→ Description of the task: Arrange the listing as a Markdown table with columns named Row and Line, numbering each line and leaving out blank lines. Begin at the line that has "Task: indicate the dog's black ear." and continue through the end of the listing.

→ Material shown:

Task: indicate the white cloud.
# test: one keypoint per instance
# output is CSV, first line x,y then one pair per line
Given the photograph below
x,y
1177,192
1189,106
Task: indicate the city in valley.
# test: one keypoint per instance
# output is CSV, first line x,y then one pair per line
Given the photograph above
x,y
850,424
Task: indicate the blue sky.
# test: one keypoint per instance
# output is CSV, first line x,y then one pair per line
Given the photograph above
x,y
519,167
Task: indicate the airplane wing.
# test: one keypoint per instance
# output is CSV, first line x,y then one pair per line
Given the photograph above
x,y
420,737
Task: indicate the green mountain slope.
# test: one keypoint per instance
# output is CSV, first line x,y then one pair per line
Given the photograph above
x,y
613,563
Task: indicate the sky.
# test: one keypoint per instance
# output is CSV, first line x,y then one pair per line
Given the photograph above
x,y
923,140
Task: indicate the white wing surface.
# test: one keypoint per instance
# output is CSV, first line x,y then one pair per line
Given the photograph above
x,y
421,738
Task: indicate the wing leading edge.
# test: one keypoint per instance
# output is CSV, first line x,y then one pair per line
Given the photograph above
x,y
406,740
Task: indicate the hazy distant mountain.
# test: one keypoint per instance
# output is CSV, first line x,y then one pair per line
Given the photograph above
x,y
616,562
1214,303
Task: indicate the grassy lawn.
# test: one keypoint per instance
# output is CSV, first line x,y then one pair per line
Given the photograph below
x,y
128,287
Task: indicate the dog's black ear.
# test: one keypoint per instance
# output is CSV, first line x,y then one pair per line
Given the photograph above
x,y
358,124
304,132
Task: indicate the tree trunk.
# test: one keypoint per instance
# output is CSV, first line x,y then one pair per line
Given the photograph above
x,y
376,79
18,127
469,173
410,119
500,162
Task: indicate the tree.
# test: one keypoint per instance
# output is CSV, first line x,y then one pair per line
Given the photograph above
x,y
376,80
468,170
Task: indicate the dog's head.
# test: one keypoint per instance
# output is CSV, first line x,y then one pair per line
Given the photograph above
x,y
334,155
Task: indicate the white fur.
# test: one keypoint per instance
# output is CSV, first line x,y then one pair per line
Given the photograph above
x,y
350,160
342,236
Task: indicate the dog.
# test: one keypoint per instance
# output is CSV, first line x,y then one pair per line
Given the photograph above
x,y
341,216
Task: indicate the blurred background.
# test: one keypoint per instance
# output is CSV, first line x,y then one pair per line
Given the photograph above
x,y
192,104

→ Response:
| Row | Line |
|---|---|
| 1 | Task: indicate the dog's black ear. |
| 2 | # test: one keypoint per instance |
| 3 | # output is CSV, first line x,y then one pair per line |
| 4 | Given the photograph above |
| 5 | x,y |
| 6 | 358,124 |
| 7 | 304,132 |
| 8 | Task: indicate the tree trunk. |
| 9 | # test: one keypoint per instance |
| 10 | # output is CSV, first line x,y then one pair per line |
| 11 | Given the photograph above |
| 12 | x,y |
| 13 | 376,79 |
| 14 | 18,127 |
| 15 | 469,173 |
| 16 | 410,119 |
| 17 | 500,162 |
| 18 | Task: indicate the tree. |
| 19 | # test: one keypoint per instance |
| 20 | # output is CSV, first line x,y then one pair per line |
| 21 | Given the photograph above |
| 22 | x,y |
| 23 | 376,80 |
| 24 | 468,170 |
| 25 | Task: indicate the dog's head. |
| 26 | # test: one keypoint per instance |
| 27 | # output is CSV, first line x,y then one pair per line |
| 28 | Given the photograph above |
| 29 | x,y |
| 30 | 334,155 |
| 31 | Task: indicate the white fur. |
| 32 | # test: one keypoint per instance |
| 33 | # output is CSV, first line x,y then one pair per line |
| 34 | Given the photograph above |
| 35 | x,y |
| 36 | 350,160 |
| 37 | 342,236 |
| 38 | Task: indicate the dog. |
| 39 | # test: one keypoint per instance |
| 40 | # output is CSV, first line x,y then one pair per line |
| 41 | Given the photograph above |
| 42 | x,y |
| 43 | 341,216 |
| 44 | Task: indicate the blurred background. |
| 45 | # test: one keypoint per instance |
| 46 | # output is CSV, first line x,y then one pair per line |
| 47 | Given the photograph above |
| 48 | x,y |
| 49 | 192,104 |